%%

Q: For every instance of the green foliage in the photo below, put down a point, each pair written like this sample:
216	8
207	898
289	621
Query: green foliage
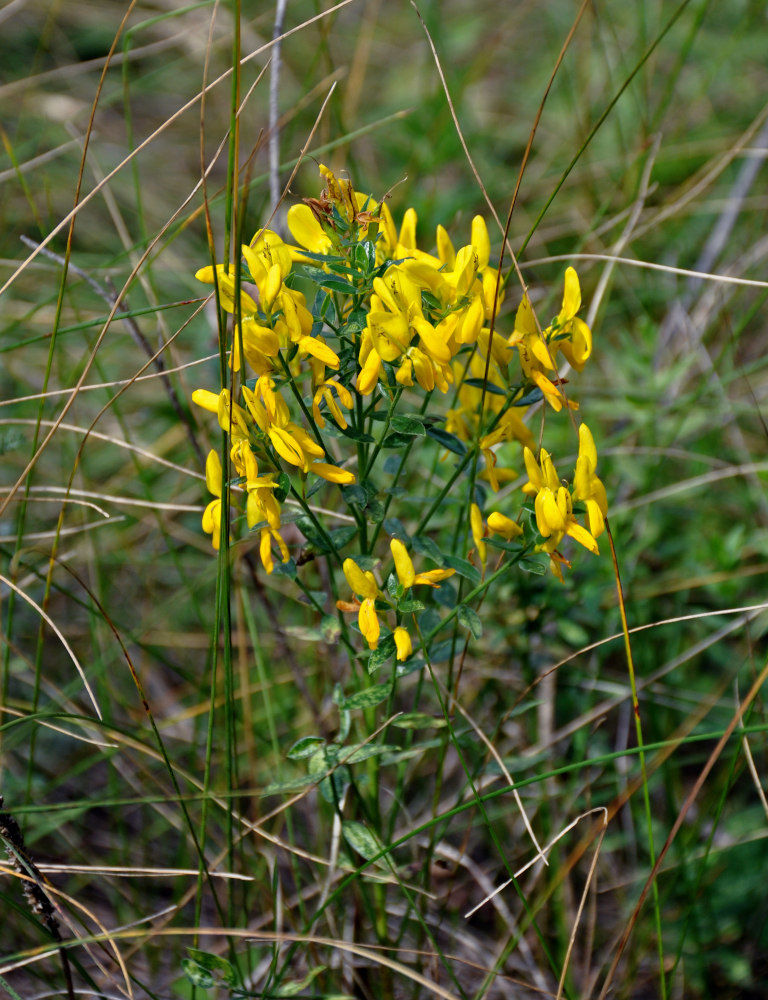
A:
216	752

%%

WHAT THIS TASK INVOLVES => Put the lines above into a Markdown table with the columns "No." and "Text", one numbered row per line, skipping blank lines and leaving out the pictures.

COMPLETED EXERCISE =>
| No. | Text |
|---|---|
| 1 | Q: For every instance of the green foliage in the photo below, put down a point, each pair written like this sample: |
| 2 | 216	8 |
| 3 | 207	898 |
| 4 | 289	621 |
| 5 | Query: green foliage |
| 6 | A: |
| 7 | 216	752 |